CHALLENGE
Copy out all of the rows below word for word, changing nothing.

— START OF TASK INPUTS —

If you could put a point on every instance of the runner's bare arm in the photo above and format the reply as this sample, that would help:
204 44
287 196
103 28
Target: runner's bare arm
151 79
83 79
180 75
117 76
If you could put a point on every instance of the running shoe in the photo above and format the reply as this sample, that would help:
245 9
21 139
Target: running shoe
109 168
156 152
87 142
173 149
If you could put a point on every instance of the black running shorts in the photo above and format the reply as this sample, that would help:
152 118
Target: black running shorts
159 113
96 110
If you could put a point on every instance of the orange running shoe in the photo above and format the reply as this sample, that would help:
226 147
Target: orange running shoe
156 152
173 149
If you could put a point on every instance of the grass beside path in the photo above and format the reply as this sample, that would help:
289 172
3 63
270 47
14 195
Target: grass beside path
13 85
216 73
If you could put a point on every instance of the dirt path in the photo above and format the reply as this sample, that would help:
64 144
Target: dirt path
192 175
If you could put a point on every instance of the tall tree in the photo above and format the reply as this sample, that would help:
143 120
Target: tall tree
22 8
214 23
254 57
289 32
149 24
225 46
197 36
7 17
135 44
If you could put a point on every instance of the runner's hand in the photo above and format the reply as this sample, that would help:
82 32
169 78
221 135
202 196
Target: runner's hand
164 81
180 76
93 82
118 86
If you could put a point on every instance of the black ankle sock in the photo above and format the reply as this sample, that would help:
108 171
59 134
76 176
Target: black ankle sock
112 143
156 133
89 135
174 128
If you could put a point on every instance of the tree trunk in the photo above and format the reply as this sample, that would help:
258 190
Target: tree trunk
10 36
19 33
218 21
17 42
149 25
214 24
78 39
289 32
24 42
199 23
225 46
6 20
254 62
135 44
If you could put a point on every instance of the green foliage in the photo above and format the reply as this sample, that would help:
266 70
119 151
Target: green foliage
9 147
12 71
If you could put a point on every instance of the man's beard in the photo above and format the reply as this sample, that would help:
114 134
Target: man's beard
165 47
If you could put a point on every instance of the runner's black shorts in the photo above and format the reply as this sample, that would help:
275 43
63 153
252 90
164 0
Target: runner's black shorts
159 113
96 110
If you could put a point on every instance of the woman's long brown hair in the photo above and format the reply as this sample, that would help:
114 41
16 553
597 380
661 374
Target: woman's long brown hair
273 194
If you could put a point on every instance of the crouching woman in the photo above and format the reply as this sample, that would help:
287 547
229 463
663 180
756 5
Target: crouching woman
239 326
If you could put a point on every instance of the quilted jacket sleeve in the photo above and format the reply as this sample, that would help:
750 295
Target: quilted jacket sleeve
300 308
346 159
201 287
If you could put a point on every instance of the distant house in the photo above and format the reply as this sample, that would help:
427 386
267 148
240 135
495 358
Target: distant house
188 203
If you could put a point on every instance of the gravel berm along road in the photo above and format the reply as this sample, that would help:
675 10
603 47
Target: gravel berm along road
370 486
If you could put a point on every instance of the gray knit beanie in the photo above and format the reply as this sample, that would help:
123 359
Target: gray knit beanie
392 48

— END OF TASK INPUTS —

THE SOLUTION
If you could put a point on every instance of the runner's bare arm in the photo above and format the reply as this sample, that would help:
204 44
287 196
103 28
Target: runner's bare arm
151 79
83 79
180 75
117 76
If you could put a point on every instance of the running shoe in the photo above and format the reply as this sample, that would help:
245 9
21 139
Target: running shoe
109 168
156 152
87 142
173 149
If you could put a point on every instance of the black running shorts in the photo above and format the reply as this sample, that would help:
152 118
Target: black running shorts
159 113
96 110
If you could put a point on every instance of the orange running shoe in the photo above and format the reply as this sample, that would help:
226 147
Target: orange running shoe
156 152
173 149
If you could put a point on every instance of the grass beside path in the photo above and format the reply as this sample, that would help:
289 172
3 63
270 47
14 195
Target: grass beside path
13 85
216 73
If you could put a point on every instance of the dirt path in the photo above and format the reply as this sample, that would help:
64 144
Target: dirt path
192 175
If you could put a point on every instance of the tall tree in the photo above and format the reply as this sample, that would help:
143 120
Target: tall tree
22 8
214 23
254 57
289 32
149 24
225 46
197 36
7 17
135 44
If you could put a point on every instance of the runner's hand in the photo above and format the reply as this sample, that would help:
82 32
169 78
221 135
202 196
Target: runner's hand
164 81
180 76
93 82
118 86
If you could put a point on every instance of the black ankle sock in the photo above and format the reply as this sample, that would help:
108 171
59 134
76 176
Target: black ankle sock
112 143
156 133
89 135
174 128
If you could put a point on every instance of the tree trunk in the photo above and format the reply as this sample, that would help:
258 190
Target: tree trunk
10 36
19 33
218 21
17 42
149 25
214 24
78 39
289 32
24 42
199 23
225 46
6 20
254 62
135 44
If you could put a point on every instance of the green foliage in the photo above and format the reply as this sample, that would help:
266 70
119 151
Target: green foliage
9 147
12 71
If you could put a point on every instance of the man's beard in the photo above and format the reply as this sample, that would help:
114 134
Target: man's beard
165 47
If you could put a point on every instance of the runner's black shorts in the photo above and format the reply as this sample, that would help:
275 43
63 153
252 90
164 0
Target: runner's black shorts
159 113
96 110
If you could put a point on every instance of the woman's long brown hair in the photo above and format the reply as this sample, that would help:
114 41
16 553
597 380
661 374
Target: woman's long brown hair
273 194
If you could put a point on every instance of the crouching woman in the photo above and format the reply as this sample, that would help:
287 547
229 463
663 180
756 5
Target: crouching woman
239 326
If you could put a point on every instance of the quilted jacket sleeve in the photo above and format the reply as this sample, that would help:
750 295
Target: quilted jacket sleeve
300 308
346 159
201 287
If you could put a point on every instance of the distant house in the photo above and format the reply as this sample, that would help:
427 386
267 148
240 135
495 358
Target: distant house
188 203
If you could put a point on every instance of the gravel berm along road in the photo above and format the reply as this sample, that would help:
675 10
603 47
Target: gravel berm along road
370 486
If you could put a point on every instance of the gray knit beanie in the photo above and format the reply as this sample, that would help:
123 359
Target: gray knit beanie
392 48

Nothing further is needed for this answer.